■ **Excerpt to read**
+-------+
I’m Tifanie Hudson, breast cancer survivor, from Albany, GA. In 2019, I got a breast reduction. But not the traditional one you would think of. Late November, I discovered a lump in my right breast. I immediately scheduled an appointment with my Primary Care Doctor. He gave me a referral for a mammogram, stating I could never be too sure because several young Black women were being diagnosed with breast cancer. Late December, I would have an ultrasound, followed by a mammogram, and then a biopsy.
January 8th, 2019, two days after my 33rd birthday, I received the news I feared most: “You have Stage 1 Breast Cancer, DCIS ER/PR +.” I sat there numb, trying to hold it together to comfort my mom. I put on the mask to ease her broken heart that her baby girl has cancer. This was just the beginning of masking my emotions. I had to still take care of my daughter and simply survive while I fought breast cancer for the months to come. I didn’t have time to process my emotions. I went immediately into survival mode, and spent countless of sleepless nights researching my cancer and reconstruction options.
+-------+
■ **Recorded information**
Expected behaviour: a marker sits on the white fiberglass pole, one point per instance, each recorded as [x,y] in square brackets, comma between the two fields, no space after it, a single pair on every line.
+-------+
■ **Work task**
In the breast cancer account, why did the primary care doctor refer the writer for a mammogram? Answer in one to three sentences. These lines come from a source unrelated to the text.

■ **Exercise solution**
He said she could never be too sure, because several young Black women were being diagnosed with breast cancer.